+++ Extrait du texte
Ici, le choix des verbes provoque la confusion qui, par la perturbation, se retrouve en ouverture des issues, dilatation du théâtre et de ses acteurs potentiels, victimes ou bourreaux, qui est coupable des divagations de l’âme ? Le lieu empiète sur l’humain et l’humain empiète sur le lieu, c’est un aller-retour constant. Alors ce souffle aussi puissant que le mistral charge et fracasse les expériences passées, puis les écrase au rang de fadaises. Finalement, avant d’avoir lu Suarès, nous n’avons pas vraiment lu. Car si littérature il doit y avoir, elle ne pourra échapper à la nécessité de traverser Marsiho.
Et à la fin, ça recommence
« Il part, celui qui veut se fixer dans le temps éternel, à la pointe de chaque instant, en chaque lieu du monde, et que rien jamais ne fixe. Il n’y a que le bonheur pour fixer l’homme : il le supprime. La félicité est l’oubli de tout. »
++++++
## Consigne a
Sélectionnez puis recopiez chaque ligne des entrées où figure le mot « small ».
Le texte et les entrées sont deux documents sans lien entre eux.
+++ Jeu de données
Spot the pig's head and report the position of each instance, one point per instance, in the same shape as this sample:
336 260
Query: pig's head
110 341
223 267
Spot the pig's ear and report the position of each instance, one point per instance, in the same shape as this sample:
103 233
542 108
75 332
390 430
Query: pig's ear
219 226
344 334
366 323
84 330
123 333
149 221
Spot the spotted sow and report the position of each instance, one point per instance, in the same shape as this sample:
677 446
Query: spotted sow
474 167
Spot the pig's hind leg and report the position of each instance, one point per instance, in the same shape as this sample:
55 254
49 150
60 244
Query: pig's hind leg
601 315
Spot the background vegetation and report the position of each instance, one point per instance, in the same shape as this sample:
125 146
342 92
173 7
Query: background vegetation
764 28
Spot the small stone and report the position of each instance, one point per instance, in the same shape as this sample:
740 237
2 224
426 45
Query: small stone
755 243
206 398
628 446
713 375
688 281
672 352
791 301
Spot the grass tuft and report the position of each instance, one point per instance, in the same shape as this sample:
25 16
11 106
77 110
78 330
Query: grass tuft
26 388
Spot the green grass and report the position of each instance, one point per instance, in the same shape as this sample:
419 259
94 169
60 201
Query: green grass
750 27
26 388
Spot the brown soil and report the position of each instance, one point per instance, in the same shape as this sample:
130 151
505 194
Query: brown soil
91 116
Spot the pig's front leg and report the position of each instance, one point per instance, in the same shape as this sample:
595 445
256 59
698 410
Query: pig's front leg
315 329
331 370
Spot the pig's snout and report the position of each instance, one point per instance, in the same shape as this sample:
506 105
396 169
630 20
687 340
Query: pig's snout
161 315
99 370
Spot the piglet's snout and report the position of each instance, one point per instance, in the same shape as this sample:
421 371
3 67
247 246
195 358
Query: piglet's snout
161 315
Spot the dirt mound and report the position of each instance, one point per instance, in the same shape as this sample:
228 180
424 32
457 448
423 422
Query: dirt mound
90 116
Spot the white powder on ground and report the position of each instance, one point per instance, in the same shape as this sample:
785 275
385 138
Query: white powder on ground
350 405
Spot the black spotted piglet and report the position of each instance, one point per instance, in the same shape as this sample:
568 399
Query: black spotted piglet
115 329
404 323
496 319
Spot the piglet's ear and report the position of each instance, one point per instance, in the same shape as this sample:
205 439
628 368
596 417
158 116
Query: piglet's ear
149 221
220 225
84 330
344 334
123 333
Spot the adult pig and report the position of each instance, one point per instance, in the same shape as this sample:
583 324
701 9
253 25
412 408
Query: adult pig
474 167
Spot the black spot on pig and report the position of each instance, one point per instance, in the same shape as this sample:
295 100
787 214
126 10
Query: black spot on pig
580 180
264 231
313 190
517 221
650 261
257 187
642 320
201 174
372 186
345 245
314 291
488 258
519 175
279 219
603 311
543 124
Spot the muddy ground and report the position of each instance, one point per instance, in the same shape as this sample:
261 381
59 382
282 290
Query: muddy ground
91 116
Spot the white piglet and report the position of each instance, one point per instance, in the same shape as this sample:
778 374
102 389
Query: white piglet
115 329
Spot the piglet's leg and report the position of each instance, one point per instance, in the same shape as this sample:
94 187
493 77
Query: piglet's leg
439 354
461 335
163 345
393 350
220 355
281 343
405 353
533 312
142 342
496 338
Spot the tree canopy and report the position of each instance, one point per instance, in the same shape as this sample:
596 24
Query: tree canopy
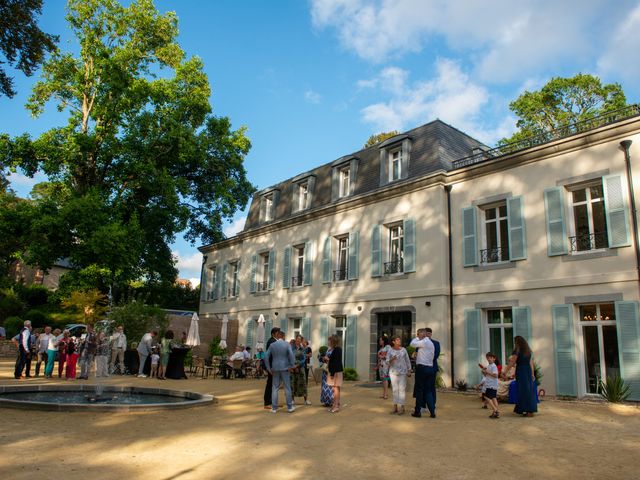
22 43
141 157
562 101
++++++
## Consigne b
Pour chaque affirmation, indiquez par oui ou par non si elle concorde avec le texte sur Suarès, et citez les mots du texte qui tranchent : (i) un souffle y est comparé au mistral ; (ii) d'après la citation finale, le bonheur fixe l'homme ; (iii) le lieu et l'humain y restent séparés l'un de l'autre.

## Réponse attendue a
Spot the small stone and report the position of each instance, one point per instance, in the same shape as this sample:
Query: small stone

## Réponse attendue b
(i) Oui : « ce souffle aussi puissant que le mistral ».
(ii) Oui : « Il n’y a que le bonheur pour fixer l’homme ».
(iii) Non : « Le lieu empiète sur l’humain et l’humain empiète sur le lieu ».